PAGE EXTRACT:
So if open relay are bad, then what is the proper way to have things setup?

For the most part there are two different ways that email server are setup to be closed relays.

First off most email servers can easily be configured to only accept email from client software from specific IP addresses. This allows the email server to accept anything from any IP address on the Internal network, while rejecting anything from the outside world. When receiving email from another email server the receiving server should only accept email for a list of known email domains. This is usually a pretty short list.

The second way is to have the email user authenticate themselves before the email will be sent. This is a handy thing to do if you have users with laptops outside of your office that will be sending email as though they were inside you office. This is also nearly mandatory for anyone who is considering implementing SPF on their server and domain.

July 31st, 2004

The Open Relay problem

I don’t even know how many time this problem has been brought up or how many articles have been written about this, but it never seems to get fixed. That problem being Open Relays.

An open relay is an email server that will send email from any client software anywhere on the Internet. When the Internet was first designed this was not a concern. In fact this was most likely a very useful feature, if your mail server was down you could send you email through someone else’s. Easy, convenient and completely insecure :-)

Once the Internet was converted to be used as a commercial environment this became a problem. Now any person with a computer can send a million email message to an email server that is an open relay and then the resources of that server are used and abused to send out those messages.

To make this a bit clearer, if a spammer sent one 100Kb message to an open relay and it was destined to go to one million people, then that 100Kb message would be sent out 1,000,000 times. So the spammer send out 100Kb of data and the abused email server sent out 100,000,000Kb or 100,000MB of data.

Not only does the person who owns the open relay get taken advantage of, but now the people who have been sent those spam massages have another piece of spam to deal with.

ENTRIES SHOWN:
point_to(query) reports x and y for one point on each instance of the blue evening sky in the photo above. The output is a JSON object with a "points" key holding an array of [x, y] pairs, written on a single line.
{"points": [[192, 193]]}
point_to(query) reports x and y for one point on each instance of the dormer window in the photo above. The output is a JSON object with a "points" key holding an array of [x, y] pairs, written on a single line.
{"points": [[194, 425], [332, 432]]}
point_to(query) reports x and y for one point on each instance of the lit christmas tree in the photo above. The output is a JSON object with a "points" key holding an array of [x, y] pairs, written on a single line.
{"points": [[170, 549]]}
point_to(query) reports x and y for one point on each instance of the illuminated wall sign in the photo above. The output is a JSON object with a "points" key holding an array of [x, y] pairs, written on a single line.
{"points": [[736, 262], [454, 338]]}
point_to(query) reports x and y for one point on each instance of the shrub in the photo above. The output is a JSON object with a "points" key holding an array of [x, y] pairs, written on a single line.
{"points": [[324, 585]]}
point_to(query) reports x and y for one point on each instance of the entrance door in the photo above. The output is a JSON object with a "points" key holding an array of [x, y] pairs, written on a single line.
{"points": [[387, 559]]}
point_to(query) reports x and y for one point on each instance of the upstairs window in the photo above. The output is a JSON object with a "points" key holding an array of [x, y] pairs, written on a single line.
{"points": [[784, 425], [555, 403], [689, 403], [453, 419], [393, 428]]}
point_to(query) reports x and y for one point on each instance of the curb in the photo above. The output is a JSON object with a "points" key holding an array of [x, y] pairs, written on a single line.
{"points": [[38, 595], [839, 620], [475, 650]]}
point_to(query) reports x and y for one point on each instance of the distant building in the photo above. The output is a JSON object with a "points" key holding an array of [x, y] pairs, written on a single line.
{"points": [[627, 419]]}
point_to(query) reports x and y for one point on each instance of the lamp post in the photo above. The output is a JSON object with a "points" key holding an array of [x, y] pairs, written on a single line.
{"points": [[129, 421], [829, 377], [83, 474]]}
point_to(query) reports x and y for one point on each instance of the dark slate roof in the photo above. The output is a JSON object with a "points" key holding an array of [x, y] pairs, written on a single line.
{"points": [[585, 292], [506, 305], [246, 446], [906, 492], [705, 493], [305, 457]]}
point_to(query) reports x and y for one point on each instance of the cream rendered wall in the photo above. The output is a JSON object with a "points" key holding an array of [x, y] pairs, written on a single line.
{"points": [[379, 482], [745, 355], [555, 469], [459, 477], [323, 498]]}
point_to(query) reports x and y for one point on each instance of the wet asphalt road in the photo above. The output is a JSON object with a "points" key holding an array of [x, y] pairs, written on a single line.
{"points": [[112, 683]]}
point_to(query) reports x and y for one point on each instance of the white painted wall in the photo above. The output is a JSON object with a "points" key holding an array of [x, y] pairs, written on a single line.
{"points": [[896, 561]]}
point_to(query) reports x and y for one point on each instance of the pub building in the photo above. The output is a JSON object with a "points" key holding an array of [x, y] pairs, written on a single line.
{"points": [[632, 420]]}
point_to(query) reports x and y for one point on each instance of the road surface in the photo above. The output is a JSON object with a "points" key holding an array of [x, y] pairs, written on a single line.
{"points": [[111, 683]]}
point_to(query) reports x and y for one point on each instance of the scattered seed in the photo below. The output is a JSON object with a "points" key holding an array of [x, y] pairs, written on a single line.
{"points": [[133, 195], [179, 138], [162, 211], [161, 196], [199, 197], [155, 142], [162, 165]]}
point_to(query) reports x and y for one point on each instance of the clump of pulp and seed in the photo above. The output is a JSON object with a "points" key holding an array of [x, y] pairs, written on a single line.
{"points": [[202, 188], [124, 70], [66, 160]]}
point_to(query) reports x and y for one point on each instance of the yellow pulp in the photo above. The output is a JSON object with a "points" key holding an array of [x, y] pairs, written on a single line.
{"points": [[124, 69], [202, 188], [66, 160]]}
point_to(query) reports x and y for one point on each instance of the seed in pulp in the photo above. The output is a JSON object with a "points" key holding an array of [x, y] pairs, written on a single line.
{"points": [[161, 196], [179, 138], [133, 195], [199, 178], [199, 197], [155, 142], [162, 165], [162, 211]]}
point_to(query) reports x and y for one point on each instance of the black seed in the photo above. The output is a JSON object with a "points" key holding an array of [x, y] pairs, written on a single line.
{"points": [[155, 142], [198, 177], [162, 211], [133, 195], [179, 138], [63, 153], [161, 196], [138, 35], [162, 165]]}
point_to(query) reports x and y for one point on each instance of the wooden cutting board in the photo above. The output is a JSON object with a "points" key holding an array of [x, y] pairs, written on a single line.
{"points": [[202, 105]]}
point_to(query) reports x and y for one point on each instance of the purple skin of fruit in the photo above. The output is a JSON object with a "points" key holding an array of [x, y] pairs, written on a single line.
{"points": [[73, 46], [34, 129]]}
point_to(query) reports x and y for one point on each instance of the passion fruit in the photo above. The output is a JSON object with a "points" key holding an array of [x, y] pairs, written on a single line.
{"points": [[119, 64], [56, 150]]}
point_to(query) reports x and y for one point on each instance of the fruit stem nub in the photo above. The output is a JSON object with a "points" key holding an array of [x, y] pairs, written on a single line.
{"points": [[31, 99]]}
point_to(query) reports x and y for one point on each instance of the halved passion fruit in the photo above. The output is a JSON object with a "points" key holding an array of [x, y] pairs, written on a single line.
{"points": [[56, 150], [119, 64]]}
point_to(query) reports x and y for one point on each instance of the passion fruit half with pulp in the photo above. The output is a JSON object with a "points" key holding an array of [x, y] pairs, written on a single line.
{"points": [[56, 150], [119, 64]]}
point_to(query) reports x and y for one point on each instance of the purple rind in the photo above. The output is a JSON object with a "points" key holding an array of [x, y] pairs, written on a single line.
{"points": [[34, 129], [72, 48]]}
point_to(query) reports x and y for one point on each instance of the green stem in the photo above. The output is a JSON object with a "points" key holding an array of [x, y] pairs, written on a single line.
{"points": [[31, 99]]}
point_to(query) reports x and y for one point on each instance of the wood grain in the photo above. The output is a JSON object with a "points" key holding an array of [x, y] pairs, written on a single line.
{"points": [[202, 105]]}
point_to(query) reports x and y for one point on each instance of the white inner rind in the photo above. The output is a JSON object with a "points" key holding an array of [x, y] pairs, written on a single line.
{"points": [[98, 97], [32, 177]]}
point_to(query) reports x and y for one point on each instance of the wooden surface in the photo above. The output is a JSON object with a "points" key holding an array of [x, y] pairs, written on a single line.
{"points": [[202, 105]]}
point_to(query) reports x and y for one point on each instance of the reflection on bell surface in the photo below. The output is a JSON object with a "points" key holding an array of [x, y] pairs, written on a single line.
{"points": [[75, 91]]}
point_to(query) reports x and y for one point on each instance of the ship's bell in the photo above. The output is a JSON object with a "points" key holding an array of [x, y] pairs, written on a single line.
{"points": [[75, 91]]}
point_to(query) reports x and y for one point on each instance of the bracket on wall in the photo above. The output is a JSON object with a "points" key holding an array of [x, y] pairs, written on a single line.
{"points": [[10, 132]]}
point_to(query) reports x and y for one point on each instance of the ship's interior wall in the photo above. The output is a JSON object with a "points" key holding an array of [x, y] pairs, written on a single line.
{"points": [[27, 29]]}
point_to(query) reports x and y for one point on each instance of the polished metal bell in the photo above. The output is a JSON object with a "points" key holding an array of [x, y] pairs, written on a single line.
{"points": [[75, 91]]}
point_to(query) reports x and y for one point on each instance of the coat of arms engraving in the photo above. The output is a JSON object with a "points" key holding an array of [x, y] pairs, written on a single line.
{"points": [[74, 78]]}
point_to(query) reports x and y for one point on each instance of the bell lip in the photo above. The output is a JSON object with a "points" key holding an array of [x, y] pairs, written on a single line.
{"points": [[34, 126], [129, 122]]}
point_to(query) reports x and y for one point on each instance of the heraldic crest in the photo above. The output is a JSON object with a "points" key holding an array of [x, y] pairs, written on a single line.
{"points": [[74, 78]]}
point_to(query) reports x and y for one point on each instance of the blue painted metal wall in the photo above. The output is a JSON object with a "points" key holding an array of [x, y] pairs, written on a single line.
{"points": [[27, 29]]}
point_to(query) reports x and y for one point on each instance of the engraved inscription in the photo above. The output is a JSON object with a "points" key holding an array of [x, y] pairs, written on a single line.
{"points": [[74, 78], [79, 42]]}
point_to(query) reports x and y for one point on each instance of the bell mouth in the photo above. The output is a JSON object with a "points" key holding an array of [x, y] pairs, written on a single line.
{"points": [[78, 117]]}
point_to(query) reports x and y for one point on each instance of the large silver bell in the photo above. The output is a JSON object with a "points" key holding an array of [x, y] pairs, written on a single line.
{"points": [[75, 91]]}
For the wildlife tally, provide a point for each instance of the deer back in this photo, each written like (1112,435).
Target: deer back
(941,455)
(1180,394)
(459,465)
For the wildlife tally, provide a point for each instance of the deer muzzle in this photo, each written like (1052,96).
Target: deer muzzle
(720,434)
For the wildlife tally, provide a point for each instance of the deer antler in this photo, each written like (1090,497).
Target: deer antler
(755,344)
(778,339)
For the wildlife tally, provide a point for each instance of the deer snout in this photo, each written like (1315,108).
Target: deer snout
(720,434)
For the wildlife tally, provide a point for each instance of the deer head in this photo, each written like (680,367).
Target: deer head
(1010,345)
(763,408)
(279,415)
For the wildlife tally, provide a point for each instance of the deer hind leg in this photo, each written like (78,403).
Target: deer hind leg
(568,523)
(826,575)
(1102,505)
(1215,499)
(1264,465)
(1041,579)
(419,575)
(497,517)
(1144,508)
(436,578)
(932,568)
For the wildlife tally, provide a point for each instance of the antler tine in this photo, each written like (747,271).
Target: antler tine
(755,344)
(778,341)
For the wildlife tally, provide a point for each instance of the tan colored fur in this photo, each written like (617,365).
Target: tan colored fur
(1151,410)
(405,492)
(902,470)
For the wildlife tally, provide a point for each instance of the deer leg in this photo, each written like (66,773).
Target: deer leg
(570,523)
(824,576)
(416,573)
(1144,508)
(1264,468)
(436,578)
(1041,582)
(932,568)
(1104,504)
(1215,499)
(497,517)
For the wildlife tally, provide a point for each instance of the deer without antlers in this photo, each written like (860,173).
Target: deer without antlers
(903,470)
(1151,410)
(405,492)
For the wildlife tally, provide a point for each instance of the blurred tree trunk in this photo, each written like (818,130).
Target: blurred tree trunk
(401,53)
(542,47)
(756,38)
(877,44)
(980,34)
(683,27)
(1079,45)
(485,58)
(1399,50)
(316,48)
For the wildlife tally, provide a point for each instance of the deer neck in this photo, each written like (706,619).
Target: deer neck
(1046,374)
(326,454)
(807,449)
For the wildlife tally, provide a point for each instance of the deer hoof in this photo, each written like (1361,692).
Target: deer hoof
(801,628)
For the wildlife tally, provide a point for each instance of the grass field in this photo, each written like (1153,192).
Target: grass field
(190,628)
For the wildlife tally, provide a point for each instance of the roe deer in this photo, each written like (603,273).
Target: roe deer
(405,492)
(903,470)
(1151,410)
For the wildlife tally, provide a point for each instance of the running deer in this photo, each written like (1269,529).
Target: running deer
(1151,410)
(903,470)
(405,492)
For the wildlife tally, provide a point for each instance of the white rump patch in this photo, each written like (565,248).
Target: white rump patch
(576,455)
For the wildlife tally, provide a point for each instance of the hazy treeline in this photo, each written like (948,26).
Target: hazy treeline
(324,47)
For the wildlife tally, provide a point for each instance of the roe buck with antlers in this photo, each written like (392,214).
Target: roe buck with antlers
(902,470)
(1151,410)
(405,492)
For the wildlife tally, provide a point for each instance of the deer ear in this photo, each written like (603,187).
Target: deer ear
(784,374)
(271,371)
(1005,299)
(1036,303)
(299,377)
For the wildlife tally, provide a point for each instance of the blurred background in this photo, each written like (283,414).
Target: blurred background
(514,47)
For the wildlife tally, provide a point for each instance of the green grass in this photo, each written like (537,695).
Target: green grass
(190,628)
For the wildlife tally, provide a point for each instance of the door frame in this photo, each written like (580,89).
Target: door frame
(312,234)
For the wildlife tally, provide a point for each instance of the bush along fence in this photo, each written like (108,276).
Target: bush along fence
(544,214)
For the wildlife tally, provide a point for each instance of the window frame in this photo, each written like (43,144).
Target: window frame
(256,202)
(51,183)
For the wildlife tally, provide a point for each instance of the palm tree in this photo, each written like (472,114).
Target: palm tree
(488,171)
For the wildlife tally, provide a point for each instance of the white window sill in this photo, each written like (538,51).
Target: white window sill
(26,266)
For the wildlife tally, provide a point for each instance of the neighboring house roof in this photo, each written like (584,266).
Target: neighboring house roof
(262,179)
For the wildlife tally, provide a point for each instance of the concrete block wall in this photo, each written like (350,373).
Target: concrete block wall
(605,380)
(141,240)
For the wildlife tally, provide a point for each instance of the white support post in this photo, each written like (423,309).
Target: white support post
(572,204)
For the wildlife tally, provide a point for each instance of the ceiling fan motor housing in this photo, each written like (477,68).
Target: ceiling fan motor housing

EXERCISE TASK:
Please explain, in one to three sentences, why the open relay text says open relays became a problem once the Internet was used commercially. The entries above are separate material and have no connection to the open relay text.

RESULT OF THIS TASK:
Any person with a computer could send a million email messages to an open relay, and that server's resources would then be used and abused to send them out. For example, a spammer sending one 100Kb message addressed to one million people would cause the relay to send out 100,000,000Kb (100,000MB) of data.